→ **Texte présenté**
+ + + + + + +
De Paris à Bucharest/Chapitre 32

La bibliothèque libre.


XXXII

PESTH.


Premier coup d’œil. — Costumes et physionomies de femmes. — Campement de paysans. — Un petit-fils d’Attila portant une crinoline. — Les Slovaques. — Une maison bâtie en dansant. — La chambre des députés. — M. Deak. — Un paysan du Danube.

Nous débarquons près du pont, un pont véritablement monumental. J’ai rarement vu de scène plus animée. D’immenses barques que l’on charge ou l’on décharge, des bateaux à vapeur qui arrivent, des voitures qui amènent ou qui attendent les voyageurs, des garçons d’hôtel qui crient en toutes langues, des portefaix, des paysans avec leur attirail de jour de marché, une foule de promeneurs, de curieux. La plupart des maisons qui bordent le quai sont des cafés, des restaurants, des hôtels de première classe, comme disent les guides, et, de plus, polyglottes, car on y parle tout à la fois le français, l’allemand, l’anglais, l’italien et le hongrois. Au dehors une architecture pleine d’élégance ; un luxe éblouissant à l’intérieur, salles à manger splendides, ouvrant sur des cours remplies d’arbustes et de fleurs, larges escaliers à rampes douces, partout le marbre et le stuc, des glaces sur tous les murs, des peintures à tous les plafonds. Les chemins de fer ont métamorphosé les hôtels en palais.
+ + + + + + +
→ **Consigne donnée A**
D'après le texte présenté, quelles langues parle-t-on dans les hôtels qui bordent le quai ?

→ **Entrées présentées**
+ + + + + + +
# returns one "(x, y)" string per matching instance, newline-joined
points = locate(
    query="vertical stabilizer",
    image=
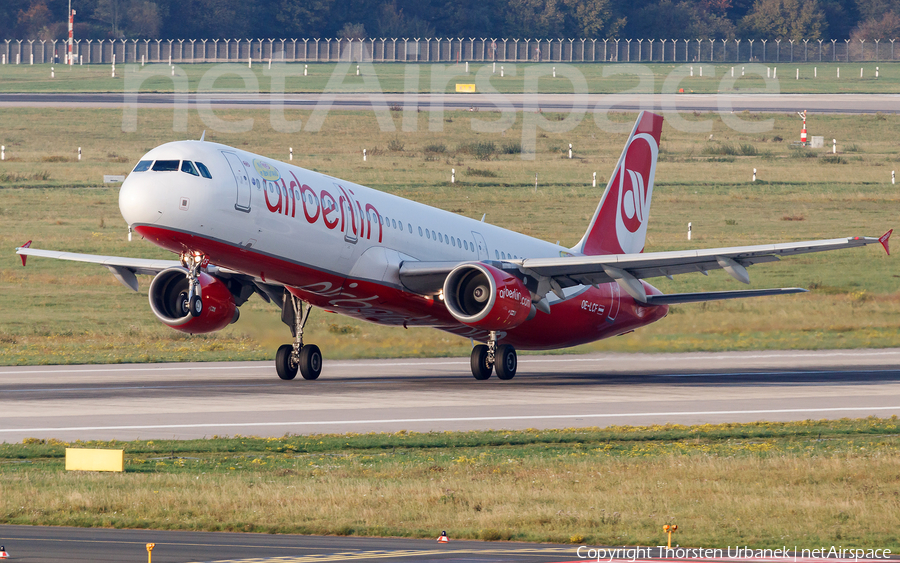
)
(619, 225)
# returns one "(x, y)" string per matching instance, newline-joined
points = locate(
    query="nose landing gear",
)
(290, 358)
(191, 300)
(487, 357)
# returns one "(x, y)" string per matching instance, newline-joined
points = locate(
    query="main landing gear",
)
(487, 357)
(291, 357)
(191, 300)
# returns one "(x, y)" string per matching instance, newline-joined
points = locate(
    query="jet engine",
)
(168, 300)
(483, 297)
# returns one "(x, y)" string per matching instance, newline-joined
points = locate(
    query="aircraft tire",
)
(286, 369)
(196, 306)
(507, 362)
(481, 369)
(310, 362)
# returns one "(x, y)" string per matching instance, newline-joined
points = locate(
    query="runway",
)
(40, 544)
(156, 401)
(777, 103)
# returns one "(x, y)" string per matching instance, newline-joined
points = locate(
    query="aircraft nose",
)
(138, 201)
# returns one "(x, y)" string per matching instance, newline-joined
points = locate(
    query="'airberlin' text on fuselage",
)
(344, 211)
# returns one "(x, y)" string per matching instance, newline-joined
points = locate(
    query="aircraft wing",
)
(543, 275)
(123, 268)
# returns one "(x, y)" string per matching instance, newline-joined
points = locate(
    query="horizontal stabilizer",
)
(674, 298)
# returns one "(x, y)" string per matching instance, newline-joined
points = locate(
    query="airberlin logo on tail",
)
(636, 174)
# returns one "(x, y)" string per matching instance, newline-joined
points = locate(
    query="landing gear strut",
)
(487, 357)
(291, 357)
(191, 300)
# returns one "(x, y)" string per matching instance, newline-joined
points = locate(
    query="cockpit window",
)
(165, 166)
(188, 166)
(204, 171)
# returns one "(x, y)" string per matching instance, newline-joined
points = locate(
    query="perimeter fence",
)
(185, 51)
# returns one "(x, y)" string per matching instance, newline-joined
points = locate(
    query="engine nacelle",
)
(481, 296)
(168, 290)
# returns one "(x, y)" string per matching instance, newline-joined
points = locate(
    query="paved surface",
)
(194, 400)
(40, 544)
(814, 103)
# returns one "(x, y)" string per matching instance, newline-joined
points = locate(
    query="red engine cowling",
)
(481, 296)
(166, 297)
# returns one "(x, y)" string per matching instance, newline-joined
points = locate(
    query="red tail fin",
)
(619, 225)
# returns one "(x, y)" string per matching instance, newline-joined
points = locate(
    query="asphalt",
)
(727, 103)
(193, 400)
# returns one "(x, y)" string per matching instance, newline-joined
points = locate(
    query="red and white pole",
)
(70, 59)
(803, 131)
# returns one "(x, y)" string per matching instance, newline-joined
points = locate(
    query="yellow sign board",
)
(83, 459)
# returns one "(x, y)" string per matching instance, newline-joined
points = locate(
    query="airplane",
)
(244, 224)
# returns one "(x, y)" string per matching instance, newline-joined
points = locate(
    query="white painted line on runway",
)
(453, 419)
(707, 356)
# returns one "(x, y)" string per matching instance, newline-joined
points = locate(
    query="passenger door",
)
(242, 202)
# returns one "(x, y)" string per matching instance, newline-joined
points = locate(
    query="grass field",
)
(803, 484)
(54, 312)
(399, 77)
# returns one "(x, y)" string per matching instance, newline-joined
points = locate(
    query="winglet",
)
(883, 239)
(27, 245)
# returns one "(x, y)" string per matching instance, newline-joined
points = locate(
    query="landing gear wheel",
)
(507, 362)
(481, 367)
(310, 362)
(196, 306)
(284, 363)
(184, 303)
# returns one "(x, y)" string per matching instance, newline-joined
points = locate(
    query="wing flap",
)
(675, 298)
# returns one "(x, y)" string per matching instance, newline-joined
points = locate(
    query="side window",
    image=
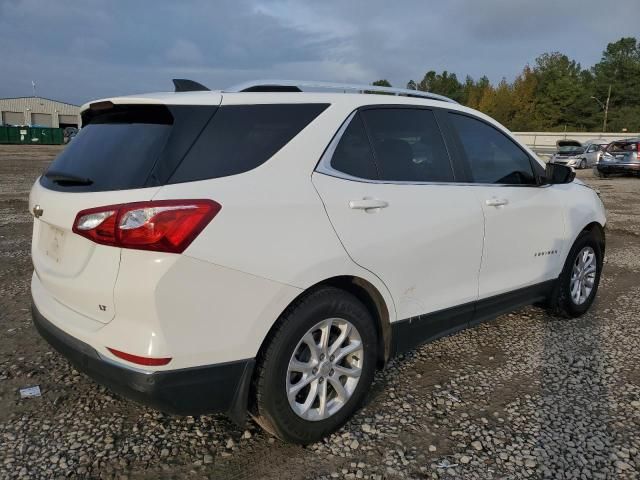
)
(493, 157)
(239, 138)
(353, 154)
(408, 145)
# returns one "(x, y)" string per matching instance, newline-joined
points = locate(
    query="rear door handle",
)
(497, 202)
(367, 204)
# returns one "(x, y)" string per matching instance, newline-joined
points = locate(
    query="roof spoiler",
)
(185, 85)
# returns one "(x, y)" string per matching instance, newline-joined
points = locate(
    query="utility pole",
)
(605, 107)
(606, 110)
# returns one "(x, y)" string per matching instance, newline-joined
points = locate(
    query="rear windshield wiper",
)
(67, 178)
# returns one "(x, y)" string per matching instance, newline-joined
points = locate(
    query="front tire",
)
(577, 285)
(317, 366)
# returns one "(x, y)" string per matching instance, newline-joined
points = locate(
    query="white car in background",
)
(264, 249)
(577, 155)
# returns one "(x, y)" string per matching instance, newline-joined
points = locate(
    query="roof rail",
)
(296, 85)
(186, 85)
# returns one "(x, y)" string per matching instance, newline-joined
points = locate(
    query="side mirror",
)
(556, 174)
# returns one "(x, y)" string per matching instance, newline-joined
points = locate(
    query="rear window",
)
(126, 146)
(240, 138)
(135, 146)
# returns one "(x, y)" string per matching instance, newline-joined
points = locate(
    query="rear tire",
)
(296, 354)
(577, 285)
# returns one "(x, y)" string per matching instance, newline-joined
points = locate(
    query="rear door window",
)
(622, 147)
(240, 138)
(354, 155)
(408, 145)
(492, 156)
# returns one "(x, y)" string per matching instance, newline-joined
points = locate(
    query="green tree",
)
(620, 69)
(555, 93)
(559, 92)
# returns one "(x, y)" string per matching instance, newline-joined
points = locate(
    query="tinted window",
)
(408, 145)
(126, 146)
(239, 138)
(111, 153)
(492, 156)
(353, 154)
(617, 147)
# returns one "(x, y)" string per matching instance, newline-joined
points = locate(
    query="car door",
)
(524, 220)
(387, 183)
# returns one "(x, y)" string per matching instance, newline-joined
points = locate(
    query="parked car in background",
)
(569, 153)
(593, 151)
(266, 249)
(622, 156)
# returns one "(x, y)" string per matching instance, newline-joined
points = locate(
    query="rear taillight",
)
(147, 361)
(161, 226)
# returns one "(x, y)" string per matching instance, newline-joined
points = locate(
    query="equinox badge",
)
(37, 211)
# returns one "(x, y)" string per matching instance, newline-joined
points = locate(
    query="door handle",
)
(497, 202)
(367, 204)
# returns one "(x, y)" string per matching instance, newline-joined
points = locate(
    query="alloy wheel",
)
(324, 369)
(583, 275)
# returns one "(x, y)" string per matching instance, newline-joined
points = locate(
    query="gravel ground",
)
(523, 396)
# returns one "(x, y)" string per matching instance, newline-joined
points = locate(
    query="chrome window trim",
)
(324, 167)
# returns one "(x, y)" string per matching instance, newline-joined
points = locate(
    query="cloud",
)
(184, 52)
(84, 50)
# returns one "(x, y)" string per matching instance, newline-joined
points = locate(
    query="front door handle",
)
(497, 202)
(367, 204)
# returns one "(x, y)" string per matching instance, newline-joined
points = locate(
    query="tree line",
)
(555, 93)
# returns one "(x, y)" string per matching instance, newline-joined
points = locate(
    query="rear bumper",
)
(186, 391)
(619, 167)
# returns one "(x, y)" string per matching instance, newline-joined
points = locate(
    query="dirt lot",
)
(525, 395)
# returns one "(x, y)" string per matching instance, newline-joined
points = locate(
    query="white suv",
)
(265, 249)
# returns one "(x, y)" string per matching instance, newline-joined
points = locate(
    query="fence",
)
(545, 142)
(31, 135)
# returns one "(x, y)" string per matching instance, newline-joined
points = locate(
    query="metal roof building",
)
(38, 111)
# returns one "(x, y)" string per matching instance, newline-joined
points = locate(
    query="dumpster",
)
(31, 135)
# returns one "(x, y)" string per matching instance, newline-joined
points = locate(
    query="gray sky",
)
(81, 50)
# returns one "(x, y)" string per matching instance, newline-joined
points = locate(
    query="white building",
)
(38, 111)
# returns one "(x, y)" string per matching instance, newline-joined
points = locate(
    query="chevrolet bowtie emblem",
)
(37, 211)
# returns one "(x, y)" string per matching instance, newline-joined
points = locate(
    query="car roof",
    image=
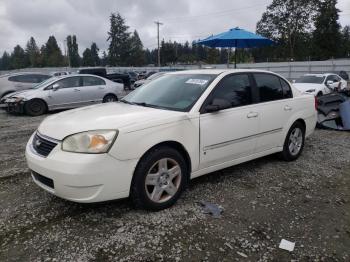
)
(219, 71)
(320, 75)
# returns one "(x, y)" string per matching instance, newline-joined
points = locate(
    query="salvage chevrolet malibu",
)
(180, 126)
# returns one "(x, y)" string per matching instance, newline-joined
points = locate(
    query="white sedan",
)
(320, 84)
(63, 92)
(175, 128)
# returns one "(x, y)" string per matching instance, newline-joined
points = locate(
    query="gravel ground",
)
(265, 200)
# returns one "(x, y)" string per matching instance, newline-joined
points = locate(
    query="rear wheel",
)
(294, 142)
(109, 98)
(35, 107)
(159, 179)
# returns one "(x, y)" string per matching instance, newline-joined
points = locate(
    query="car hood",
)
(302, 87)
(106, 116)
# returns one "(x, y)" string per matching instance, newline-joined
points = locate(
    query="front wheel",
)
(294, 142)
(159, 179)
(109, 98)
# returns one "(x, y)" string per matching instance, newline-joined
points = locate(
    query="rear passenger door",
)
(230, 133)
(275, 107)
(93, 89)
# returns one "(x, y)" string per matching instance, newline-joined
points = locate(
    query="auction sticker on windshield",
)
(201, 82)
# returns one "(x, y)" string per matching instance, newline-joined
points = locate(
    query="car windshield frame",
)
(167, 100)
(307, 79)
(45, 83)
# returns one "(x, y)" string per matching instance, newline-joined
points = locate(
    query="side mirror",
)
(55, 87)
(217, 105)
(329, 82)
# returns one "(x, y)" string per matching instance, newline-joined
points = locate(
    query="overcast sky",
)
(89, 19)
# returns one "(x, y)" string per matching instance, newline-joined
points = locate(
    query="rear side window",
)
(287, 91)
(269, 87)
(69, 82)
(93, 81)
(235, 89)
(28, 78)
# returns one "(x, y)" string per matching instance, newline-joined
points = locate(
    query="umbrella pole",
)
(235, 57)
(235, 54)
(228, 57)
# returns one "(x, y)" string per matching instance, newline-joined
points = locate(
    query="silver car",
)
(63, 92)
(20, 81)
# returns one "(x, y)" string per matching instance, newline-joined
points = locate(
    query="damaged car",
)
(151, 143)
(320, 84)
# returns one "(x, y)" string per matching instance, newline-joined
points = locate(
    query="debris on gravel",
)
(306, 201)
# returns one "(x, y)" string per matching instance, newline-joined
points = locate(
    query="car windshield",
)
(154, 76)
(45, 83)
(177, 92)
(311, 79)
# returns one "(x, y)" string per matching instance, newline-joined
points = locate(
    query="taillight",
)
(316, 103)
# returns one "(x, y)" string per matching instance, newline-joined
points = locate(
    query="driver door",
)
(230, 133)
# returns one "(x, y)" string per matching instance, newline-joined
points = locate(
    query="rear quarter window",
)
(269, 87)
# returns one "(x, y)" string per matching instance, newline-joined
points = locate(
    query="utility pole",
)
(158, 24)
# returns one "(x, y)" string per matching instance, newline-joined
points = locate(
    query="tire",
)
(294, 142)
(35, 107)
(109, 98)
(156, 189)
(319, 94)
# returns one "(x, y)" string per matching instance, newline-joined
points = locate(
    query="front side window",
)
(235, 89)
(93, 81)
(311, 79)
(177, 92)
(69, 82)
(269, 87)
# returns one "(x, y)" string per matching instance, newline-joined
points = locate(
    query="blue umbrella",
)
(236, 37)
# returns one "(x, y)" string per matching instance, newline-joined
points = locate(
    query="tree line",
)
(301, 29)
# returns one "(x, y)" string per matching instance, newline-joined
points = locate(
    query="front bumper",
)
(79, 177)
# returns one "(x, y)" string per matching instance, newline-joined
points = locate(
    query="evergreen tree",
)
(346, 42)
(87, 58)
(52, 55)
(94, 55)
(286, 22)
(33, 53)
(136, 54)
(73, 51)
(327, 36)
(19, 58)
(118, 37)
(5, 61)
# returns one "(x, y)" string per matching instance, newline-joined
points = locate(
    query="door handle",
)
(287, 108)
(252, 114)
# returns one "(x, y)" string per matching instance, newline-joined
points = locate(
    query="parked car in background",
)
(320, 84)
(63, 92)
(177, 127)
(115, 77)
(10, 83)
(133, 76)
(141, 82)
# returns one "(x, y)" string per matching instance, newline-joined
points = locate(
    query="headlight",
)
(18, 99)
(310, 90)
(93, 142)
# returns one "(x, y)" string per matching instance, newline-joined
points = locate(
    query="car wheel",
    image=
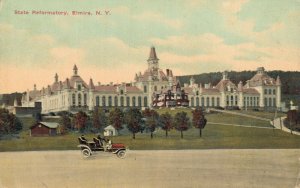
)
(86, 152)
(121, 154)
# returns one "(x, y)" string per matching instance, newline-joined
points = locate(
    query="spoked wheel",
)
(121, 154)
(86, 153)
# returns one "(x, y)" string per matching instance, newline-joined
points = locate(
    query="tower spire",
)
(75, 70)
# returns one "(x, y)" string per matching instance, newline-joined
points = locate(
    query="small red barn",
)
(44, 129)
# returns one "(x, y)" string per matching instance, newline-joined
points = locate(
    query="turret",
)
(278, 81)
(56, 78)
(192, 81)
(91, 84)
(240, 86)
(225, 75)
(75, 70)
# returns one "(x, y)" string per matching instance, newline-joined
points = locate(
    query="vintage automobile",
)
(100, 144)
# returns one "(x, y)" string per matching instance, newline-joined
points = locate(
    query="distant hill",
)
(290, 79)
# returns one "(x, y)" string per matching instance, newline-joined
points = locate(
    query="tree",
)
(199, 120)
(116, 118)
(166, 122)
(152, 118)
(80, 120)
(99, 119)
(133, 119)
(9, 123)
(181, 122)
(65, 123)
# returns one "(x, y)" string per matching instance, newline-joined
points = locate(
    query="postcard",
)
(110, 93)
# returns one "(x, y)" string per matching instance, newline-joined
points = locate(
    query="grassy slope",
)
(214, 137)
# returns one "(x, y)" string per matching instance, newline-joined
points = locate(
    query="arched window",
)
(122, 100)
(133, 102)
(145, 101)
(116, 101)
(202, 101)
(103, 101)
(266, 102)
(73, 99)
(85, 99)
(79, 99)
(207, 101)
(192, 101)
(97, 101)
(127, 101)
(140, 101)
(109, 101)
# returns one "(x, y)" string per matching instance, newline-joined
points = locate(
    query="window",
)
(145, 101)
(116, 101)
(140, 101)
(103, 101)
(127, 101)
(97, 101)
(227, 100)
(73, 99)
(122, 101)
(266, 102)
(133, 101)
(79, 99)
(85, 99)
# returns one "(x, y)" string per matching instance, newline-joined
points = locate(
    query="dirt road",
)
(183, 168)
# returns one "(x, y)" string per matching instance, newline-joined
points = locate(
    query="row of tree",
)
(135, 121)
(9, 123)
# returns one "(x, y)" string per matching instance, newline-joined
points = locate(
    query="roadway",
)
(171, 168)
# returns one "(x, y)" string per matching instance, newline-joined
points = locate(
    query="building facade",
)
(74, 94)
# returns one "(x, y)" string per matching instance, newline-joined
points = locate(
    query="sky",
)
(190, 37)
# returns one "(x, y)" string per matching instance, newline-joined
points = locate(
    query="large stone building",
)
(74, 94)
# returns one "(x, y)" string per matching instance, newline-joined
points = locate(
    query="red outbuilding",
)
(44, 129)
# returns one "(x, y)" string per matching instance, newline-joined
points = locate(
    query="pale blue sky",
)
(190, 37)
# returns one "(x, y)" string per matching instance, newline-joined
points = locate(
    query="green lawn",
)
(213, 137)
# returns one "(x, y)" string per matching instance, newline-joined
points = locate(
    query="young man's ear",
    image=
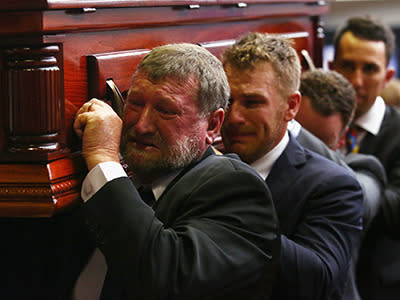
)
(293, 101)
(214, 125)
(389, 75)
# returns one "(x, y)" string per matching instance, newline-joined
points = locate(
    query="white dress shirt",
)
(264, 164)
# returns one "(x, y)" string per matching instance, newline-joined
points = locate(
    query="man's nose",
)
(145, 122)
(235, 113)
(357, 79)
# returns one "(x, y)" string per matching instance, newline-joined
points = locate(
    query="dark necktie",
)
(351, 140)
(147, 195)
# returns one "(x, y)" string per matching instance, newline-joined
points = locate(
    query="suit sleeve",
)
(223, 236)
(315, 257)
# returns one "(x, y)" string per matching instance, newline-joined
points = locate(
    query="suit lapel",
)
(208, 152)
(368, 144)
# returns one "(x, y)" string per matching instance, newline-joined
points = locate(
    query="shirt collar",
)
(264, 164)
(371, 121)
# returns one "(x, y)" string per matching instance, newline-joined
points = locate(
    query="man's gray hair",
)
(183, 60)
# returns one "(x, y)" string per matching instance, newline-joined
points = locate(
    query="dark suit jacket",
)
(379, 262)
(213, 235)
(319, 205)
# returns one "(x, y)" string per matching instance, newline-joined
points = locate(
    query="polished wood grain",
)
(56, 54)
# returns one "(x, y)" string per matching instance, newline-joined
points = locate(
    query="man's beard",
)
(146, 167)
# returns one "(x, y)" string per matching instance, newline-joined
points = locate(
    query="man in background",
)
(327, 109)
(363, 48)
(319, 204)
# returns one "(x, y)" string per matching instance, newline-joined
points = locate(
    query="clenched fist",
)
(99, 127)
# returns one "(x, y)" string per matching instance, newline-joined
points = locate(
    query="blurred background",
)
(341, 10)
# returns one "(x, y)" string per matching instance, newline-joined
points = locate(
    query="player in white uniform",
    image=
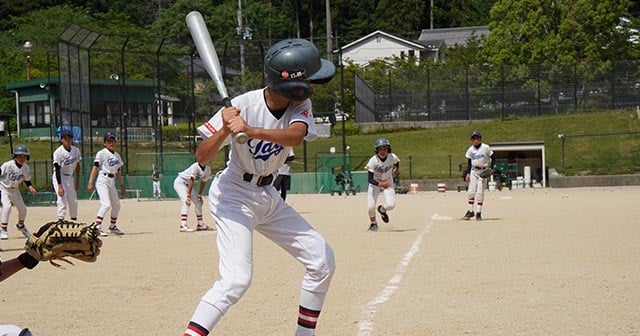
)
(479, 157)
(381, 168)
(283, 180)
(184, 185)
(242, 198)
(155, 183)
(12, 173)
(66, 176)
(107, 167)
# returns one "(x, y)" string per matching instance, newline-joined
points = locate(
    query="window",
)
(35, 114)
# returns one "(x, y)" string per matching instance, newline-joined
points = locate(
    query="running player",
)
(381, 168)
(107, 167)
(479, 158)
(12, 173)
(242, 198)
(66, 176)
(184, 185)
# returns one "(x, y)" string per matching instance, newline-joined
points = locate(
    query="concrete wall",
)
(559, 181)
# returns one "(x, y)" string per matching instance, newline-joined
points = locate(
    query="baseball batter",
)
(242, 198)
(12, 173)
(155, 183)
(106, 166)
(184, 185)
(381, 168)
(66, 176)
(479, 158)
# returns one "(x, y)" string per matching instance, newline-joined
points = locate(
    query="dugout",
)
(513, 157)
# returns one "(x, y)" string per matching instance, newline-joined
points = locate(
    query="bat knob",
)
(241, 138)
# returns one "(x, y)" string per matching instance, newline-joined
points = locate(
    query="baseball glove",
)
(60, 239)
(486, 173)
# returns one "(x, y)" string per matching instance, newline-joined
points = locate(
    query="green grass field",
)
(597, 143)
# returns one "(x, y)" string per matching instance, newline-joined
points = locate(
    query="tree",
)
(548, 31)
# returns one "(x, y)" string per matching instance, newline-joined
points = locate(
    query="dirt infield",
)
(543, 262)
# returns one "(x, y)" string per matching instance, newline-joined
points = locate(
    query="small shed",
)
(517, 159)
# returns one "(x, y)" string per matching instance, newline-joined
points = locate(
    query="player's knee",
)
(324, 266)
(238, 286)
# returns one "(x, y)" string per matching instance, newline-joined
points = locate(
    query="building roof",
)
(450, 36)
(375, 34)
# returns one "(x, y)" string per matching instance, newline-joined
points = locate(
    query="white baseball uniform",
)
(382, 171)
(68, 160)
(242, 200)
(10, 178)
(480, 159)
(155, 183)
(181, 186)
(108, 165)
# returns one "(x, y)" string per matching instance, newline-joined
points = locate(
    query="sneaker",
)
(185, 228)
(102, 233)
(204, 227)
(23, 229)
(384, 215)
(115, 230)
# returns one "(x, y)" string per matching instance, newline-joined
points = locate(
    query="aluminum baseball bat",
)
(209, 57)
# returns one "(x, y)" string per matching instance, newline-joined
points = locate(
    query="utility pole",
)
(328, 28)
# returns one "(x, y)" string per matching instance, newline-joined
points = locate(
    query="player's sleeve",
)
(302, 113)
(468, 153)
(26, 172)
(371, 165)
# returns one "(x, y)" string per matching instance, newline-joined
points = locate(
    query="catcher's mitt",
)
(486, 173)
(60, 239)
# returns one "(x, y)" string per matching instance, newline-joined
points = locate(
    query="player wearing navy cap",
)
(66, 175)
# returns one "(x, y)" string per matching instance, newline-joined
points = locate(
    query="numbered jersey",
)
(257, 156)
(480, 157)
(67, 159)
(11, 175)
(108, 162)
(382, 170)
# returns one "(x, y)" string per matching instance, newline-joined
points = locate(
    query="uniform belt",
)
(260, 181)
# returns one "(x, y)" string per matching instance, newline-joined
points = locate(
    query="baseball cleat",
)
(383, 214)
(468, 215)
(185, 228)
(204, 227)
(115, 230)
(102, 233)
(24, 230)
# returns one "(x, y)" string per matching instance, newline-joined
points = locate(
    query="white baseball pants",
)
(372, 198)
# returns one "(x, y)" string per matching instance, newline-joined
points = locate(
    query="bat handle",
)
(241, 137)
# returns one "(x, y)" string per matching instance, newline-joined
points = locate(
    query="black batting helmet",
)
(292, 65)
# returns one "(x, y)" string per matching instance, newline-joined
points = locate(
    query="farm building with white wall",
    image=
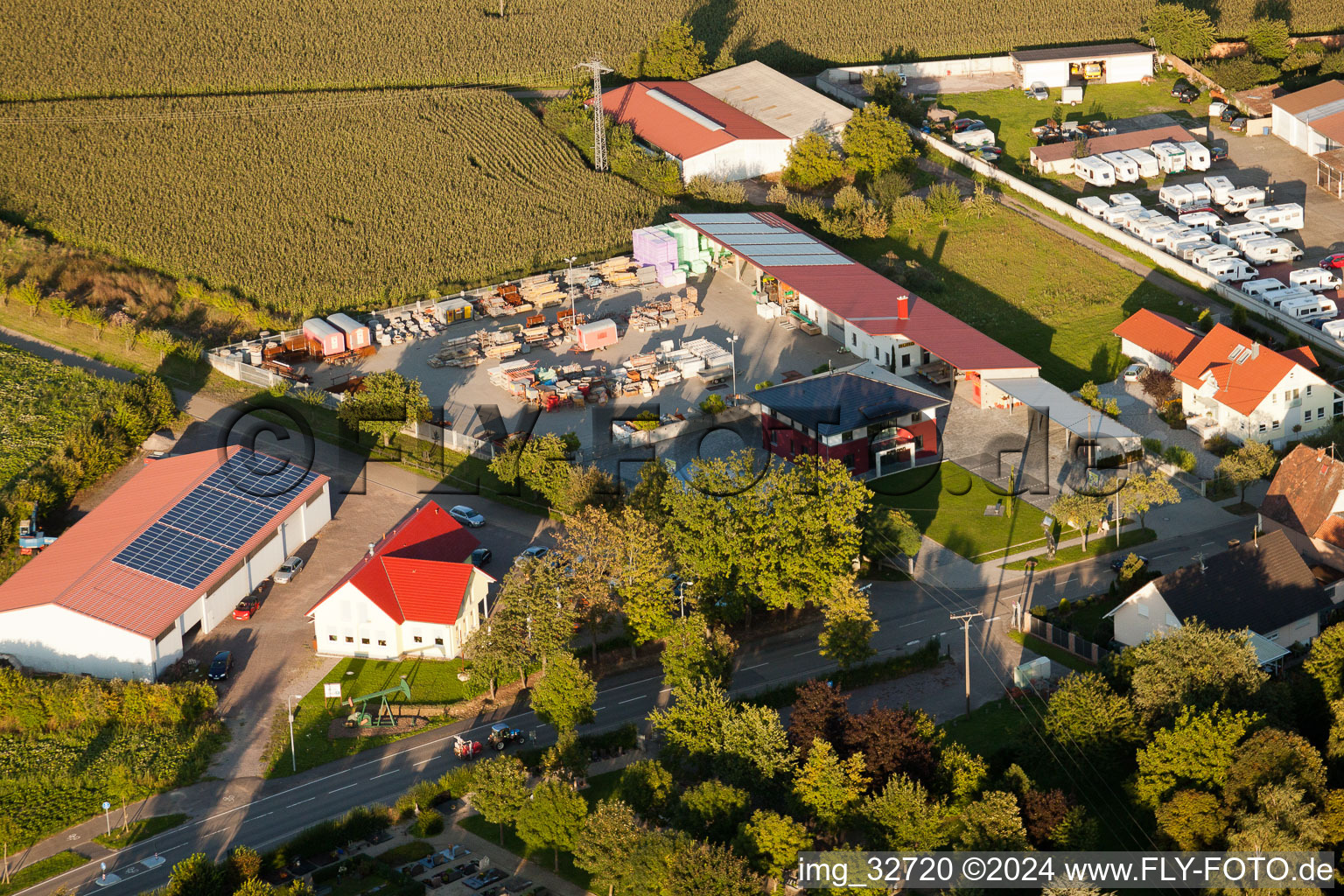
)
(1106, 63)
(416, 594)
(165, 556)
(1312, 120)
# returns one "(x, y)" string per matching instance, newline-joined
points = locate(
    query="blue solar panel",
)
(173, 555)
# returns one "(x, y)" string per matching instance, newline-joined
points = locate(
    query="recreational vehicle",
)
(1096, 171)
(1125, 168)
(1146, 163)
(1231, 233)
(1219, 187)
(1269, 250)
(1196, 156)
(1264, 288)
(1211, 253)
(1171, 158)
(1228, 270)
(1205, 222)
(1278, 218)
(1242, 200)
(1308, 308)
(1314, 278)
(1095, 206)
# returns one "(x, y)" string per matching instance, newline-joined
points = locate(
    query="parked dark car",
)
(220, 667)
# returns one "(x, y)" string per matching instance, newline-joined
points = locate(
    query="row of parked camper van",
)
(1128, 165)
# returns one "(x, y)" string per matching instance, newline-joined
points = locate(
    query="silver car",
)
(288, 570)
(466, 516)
+ + + + + + +
→ **Consigne donnée B**
Compte les lignes des entrées où figure le mot "white", puis donne uniquement ce nombre.

→ **Solution rédigée A**
Le français, l'allemand, l'anglais, l'italien et le hongrois.

→ **Solution rédigée B**
11